■ **QUOTED PASSAGE**:
════════════════════
Terrapin Flyer feat. Melvin Seals & Mark Karan 2.10.16


Nectar Lounge
Seattle, WA

Words By Coleman Schwartz
Photos By Scott Shrader (J. Scott Shrader Photography)


The music of the Grateful Dead has long been known to heal the human mind, body and spirit. For this reason, Deadheads love any excuse to gather and rejoice in the wonderful memories that the music evokes. Although the Dead may no longer tour in full, many groups are doing their part to carry on this great legacy. Terrapin Flyer stands out as unique among the plethora of existing Dead-tribute projects, due to the involvement of Melvin Seals and Mark Karan. Seals was the longtime organist for Jerry Garcia Band, while Karan worked extensively with Bob Weir in Ratdog. Each musician is a great in their own right, but their intimate familiarity with the original artist’s intentions sets these two apart, in this context.

At Seattle’s wonderful Nectar Lounge, Terrapin Flyer performed a full two-set show for an eager crowd of Deadheads on a Wednesday evening. The Merry Pranksters were in tow, bringing along their tripped-out bus and transforming Nectar’s balcony into a beautiful “hippie trap,” featuring dreamcatchers, day-glo, face painting, bean bags and plenty of blotter art for sale.

From the second they took the stage, it was clear that the band had the full attention and respect of their audience. A first-set “Loser” tugged at the crowd’s heartstrings. This song’s Robert Hunter-penned lyrics poetically describe a character so nefarious he doesn’t even get a real name. “Stop That Train” featured plenty of bluesy shredding from Karan, and the set closed with an excellent “Feel Like a Stranger.”

Throughout the show, Seals was extremely fun to watch. He remained seated at his bench throughout the set break, greeting an endless line of fans. Peering on, I was reminded of visiting Santa Claus as a child. He was so happy to chat with his fans, and the most common utterance I overheard was “Melvin, thank you so much for all of the music.” The man is a living legend. His organ playing is still outstanding, even at his age. He may spend a bit more time playing rhythm and accent parts now than he did in his prime, but this has only served to help him be even more tasteful with his contributions. Most importantly, he is still capable of stealing the show and ripping up a solo at any time.
════════════════════
■ **SUPPLIED ENTRIES**:

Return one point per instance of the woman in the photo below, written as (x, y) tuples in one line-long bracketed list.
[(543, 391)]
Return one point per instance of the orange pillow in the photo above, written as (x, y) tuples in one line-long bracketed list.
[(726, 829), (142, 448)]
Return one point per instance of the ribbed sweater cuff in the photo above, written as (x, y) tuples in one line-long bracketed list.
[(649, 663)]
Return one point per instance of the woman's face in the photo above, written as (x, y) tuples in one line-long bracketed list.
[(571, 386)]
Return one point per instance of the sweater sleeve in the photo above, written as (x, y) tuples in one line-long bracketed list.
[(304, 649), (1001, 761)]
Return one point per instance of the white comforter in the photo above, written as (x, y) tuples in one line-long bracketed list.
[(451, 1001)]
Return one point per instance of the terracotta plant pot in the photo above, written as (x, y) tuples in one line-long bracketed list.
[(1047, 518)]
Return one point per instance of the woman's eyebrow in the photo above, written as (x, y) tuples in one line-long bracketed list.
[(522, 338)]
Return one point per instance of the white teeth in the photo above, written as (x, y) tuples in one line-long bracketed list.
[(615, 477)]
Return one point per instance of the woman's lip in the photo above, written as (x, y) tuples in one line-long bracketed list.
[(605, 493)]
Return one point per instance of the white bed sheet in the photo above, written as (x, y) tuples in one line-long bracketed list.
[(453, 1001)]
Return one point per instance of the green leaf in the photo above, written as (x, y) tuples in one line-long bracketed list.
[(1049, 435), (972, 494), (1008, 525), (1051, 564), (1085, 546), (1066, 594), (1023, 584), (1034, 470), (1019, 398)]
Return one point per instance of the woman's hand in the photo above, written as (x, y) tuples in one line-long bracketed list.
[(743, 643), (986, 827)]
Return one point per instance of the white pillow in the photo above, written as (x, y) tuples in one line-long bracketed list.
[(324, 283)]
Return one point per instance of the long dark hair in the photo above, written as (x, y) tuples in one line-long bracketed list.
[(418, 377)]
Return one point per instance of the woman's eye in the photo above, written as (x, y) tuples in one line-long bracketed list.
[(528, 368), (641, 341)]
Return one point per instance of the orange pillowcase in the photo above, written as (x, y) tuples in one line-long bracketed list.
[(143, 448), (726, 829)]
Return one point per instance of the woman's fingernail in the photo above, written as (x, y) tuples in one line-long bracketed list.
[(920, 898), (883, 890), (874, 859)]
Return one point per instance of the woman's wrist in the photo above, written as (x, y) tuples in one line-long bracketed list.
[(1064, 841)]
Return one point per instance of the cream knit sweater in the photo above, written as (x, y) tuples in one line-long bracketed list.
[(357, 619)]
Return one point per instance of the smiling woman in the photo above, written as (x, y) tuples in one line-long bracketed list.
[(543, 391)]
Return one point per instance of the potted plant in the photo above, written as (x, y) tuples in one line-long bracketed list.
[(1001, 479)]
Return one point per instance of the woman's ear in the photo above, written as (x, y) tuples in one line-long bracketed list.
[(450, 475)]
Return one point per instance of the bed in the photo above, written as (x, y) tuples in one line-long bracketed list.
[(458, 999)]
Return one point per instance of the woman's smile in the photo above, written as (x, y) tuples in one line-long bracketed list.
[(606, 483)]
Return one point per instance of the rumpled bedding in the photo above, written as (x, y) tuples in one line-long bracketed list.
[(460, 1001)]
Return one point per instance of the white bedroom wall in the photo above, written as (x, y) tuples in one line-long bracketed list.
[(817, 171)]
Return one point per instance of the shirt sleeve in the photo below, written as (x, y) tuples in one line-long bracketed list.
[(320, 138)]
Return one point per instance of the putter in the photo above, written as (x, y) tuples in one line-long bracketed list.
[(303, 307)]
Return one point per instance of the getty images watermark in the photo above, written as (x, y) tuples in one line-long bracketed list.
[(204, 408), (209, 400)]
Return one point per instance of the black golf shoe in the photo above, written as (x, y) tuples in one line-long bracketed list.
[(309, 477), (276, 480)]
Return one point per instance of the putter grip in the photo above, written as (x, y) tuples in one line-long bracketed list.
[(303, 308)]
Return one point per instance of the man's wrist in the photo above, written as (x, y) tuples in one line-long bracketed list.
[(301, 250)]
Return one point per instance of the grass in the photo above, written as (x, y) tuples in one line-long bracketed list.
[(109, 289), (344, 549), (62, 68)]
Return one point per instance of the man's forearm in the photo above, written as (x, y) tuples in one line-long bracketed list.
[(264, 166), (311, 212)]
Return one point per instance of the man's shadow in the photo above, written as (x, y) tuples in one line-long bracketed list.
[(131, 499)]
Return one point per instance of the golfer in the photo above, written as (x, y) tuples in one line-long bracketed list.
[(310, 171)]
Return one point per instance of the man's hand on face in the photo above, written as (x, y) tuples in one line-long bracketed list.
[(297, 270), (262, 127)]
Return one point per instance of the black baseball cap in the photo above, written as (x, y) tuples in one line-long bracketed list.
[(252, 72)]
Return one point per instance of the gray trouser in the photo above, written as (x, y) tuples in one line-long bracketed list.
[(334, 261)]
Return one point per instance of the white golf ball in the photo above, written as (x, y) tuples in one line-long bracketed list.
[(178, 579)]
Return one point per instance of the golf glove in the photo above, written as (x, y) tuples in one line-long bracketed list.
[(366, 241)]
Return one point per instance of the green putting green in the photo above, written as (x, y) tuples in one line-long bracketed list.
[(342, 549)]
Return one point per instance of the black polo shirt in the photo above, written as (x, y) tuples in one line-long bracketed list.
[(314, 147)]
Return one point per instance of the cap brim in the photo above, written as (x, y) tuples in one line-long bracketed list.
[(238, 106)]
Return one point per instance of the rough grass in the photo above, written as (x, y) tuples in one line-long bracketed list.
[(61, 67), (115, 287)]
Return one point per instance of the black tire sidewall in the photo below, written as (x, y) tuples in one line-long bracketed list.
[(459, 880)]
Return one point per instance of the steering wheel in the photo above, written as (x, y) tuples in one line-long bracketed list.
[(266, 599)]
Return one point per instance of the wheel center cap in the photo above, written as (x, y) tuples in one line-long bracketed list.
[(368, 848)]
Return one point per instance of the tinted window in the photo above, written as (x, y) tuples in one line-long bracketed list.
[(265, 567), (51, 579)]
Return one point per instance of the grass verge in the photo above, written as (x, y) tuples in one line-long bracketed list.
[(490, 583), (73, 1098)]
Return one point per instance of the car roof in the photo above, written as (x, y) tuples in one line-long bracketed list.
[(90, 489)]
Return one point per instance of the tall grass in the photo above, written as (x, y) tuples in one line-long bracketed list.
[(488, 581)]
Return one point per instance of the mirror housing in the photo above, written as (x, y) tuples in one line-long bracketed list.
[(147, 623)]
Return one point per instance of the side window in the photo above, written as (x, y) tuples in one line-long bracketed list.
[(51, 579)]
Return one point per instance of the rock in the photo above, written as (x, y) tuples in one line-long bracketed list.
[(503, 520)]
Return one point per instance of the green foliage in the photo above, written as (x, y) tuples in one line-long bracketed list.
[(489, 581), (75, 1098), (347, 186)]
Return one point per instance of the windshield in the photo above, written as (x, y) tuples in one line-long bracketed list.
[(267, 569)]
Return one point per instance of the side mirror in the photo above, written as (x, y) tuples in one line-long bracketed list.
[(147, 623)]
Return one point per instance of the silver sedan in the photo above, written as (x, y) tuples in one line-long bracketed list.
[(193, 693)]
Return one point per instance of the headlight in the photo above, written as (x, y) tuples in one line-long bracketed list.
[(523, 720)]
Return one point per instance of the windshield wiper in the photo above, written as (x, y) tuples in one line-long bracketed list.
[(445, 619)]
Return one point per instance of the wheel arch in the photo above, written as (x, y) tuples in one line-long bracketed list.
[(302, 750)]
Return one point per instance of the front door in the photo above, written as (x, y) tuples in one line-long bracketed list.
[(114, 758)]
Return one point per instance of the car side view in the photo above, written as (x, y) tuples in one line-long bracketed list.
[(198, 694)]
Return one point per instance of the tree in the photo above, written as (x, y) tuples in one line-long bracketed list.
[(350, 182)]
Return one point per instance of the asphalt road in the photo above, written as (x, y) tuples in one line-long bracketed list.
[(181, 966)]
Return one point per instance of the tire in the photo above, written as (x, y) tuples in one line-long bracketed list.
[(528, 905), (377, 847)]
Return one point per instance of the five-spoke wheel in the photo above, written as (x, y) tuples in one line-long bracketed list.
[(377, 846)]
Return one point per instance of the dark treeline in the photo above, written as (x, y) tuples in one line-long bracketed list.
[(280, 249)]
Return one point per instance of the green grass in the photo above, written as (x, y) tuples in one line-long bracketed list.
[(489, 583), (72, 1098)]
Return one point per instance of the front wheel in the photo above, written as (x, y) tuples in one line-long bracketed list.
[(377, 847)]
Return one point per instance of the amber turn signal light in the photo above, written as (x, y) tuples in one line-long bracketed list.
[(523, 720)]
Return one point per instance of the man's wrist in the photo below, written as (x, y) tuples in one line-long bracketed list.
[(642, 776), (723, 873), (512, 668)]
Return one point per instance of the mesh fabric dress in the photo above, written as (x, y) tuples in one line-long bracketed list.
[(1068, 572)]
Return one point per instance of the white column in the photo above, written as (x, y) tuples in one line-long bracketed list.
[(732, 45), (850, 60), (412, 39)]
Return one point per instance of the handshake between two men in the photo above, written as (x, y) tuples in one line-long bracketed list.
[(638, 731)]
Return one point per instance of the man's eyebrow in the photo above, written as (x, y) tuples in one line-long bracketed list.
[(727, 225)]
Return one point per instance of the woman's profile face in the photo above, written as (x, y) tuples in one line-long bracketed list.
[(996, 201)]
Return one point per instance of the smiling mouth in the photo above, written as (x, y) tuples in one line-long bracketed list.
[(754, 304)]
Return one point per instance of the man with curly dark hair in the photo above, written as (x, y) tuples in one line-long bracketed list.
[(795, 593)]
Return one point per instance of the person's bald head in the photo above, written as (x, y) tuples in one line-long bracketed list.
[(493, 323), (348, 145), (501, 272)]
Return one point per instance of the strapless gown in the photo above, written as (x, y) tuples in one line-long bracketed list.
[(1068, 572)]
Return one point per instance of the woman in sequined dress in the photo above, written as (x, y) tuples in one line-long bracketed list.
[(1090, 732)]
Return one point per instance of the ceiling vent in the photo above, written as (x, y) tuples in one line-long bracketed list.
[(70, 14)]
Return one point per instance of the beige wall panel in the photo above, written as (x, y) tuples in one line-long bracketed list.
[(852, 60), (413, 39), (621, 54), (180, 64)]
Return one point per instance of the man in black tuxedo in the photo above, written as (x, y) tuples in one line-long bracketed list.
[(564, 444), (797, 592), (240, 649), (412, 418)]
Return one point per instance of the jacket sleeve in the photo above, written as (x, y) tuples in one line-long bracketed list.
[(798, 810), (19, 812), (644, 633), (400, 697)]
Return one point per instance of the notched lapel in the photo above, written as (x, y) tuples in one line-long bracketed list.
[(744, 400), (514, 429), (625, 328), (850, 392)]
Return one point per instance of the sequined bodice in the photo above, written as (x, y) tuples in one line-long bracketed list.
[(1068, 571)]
════════════════════
■ **DIRECTIVE**: According to the concert review, which song closed Terrapin Flyer's first set at Nectar Lounge?

■ **EXPECTED ANSWER**: "Feel Like a Stranger"